**Text segment**
Let's Talk About Cars... And Tesla

Alright guys, a little while ago I had an epiphany. I do not like cars… like at all. Here’s how I came to this conclusion. Climate change is a problem - a big one. For the record, I don’t believe in climate science; in my opinion, that’s just a liberal arts pseudo science invented by New Yorkers. No rather, just look at physics. I am a huge physics nerd, btw, as I’ve been fascinated by astronomy and astrophysics since the age of like 4 or 5. And cars create a lot of greenhouse gasses - mostly in the form of highly toxic carbon monoxide. When I look at the amount of gas guzzlers around me, I loose hope for humanity. How can we ever replace them all by 2050? And mainstream car manufacturers still produce tons of new gas guzzlers every year! Speaking of guzzling gas, I also hate paying for it - that shit’s expensive - especially for a broke college student like me. So I’ve pointed out that I hate paying for gas. I also hate spending money on vehicle maintenance. I spent about $1000 on repairing my car last year - and that’s not including labor because I repaired it myself. Now let’s look at the alternative: Electric vehicles. Those all suck. All the regular car manufacturers copy the worst of Tesla, if they even make a fully electric car, while still completely missing the mark on what Tesla gets right. Take for example, Ford’s Electric mustang. Who da fuq are they targeting this car to? Anyway, with Tesla, this video sums up pretty much all my problems: https://youtu.be/vcu2YUCa0lA.

Plus, like Ryan points out, having a glorified iPad instead of a real dashboard is stupidly asinine. Teslas are becoming nothing more than a IoT smart car at this point. They lack freedom, ownership, privacy, and user control on so many levels. Heck, currently I drive a 2007 jeep Compass. I am fairly sure it ain’t phoning home to Daimler Chrysler and telling them everywhere I drive so that they can send it to my insurance company. Speaking of which, car insurance companies are evil; they’re not as evil as “broadband” companies mind you, but they are evil nevertheless. They know that many Americans need a car. And because all humans suck at driving - including myself - states need to mandate that drivers obtain a minimal insurance. When I got my first car at 17 years old, I looked at owning a car as the necessary and “responsible” thing to do. Now I just see cars for what they actually are. I’ve never had to use my insurance, and yet because of state laws, I still have to pay Allstate about $800/year - and Allstate has a bad reputation for illegally using extraneous data about you to hike prices: Why You May Be Paying Too Much for Car Insurance - Consumer Reports. This is the same shit that Hotels do to charge as much as possible for a room. Some people will inherently have a higher rate because of their shopping habits and/or credit score. Shopping habits have nothing to do with how safe of a driver you are. (Oh and also Allstate’s drive safe and save is a scam just so they can collect more data on you).

**Given material**
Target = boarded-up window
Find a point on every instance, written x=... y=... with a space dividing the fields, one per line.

**Problem requirements**
In the post about cars and Tesla, what car does the writer currently drive?

**Response to the exercise**
A 2007 Jeep Compass.